=== Passage for review ===
- Opening Delimiter -
I am currently running a multi-GPU ocean model (ClimaOcean) and am getting very poor scaling as I increase the number of GPUs. I am investigating the performance using NVIDIA NSYS profiles, but am struggling to interpret the potential cause of the poor scaling.
I thought I would reach out here on the off-chance that there is an MPI+GPU pro in the community who can help me diagnose the cause of the poor scaling - and interpret the NVIDIA profiles.
Hello! If you’ve already collected profiles using the Nvidia profilers, I’d be great if you can share them with me somehow. My email is jorge.galvezvallejo@anu.edu.au in case uploading things here is dumb.
From just first principles, bad scaling will be due to two things: not enough work or horrendous communication overhead. One is easier to test out, if you increase the problem size (create more work) you might see better scaling.
- Closing Delimiter -
(Region pointing data)
- Opening Delimiter -
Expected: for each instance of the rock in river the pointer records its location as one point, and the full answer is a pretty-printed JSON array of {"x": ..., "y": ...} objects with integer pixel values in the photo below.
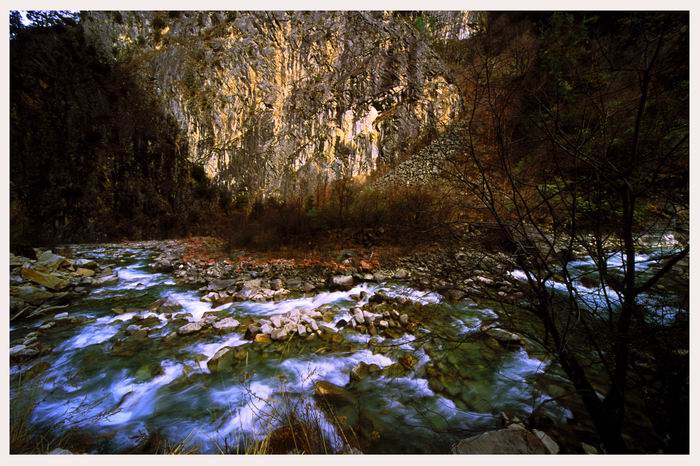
[
  {"x": 333, "y": 393},
  {"x": 504, "y": 441},
  {"x": 229, "y": 323},
  {"x": 342, "y": 281},
  {"x": 190, "y": 328},
  {"x": 51, "y": 281},
  {"x": 223, "y": 360}
]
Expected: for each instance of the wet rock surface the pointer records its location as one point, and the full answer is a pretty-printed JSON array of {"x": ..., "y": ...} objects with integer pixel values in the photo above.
[{"x": 161, "y": 337}]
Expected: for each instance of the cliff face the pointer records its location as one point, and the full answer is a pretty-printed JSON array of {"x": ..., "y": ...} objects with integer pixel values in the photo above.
[{"x": 283, "y": 103}]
- Closing Delimiter -
=== Work instructions ===
1) In the forum thread on multi-GPU scaling:
(a) What ocean model is the original poster running across multiple GPUs?
(b) What does the original poster use to investigate the performance?
(c) What two causes of bad scaling does the reply name?
2) Carry on the forum thread on multi-GPU scaling, starting after its last sentence.

=== Written answers ===
1)
(a) ClimaOcean.
(b) NVIDIA NSYS profiles.
(c) Not enough work, or horrendous communication overhead.

2)
I am also assuming here you mean strong scaling.
Communication, you could look into if you’re using a gpu aware mpi library. And if your code uses GPU aware communication. Otherwise, when two gpus communicate you need to copy device to host and from.host to the other device you’re interested in.
The NSYS files are here. The latest attempt is the two ranks which have filenames *2GPUs*UCX*nsys. Annoyingly I need to provide access via email, but I have done it for those who have responded here.
The GitHub discussion regarding this issue is here. We have determined that this is an issue which may be unique to Gadi, as the scaling is quite robust in the MIT machine.
The profiles are big! The conference internet is downloading them very slowly.
On Gadi I had some troubles getting multi GPU profiles without setting export TMPDIR=$MYSCRATCH/tmp where $MYSCRATCH is just the path to your scratch directory. I see that you have n_gpus nsys-rep files. This is cool but a better way to get more information is if you do:
nsys profile –stats=true mpirun -np 2 ./a.out
This will lead to a profile that has both GPUs on the same timeline, which is way more useful to diagnose this problem. If you try this on Gadi you will probably run into the issue where the profiler will complain and crash. That’s when you set the TMPDIR variable to help mitigate this. If this does not work…then I can raise a question inside the MPI.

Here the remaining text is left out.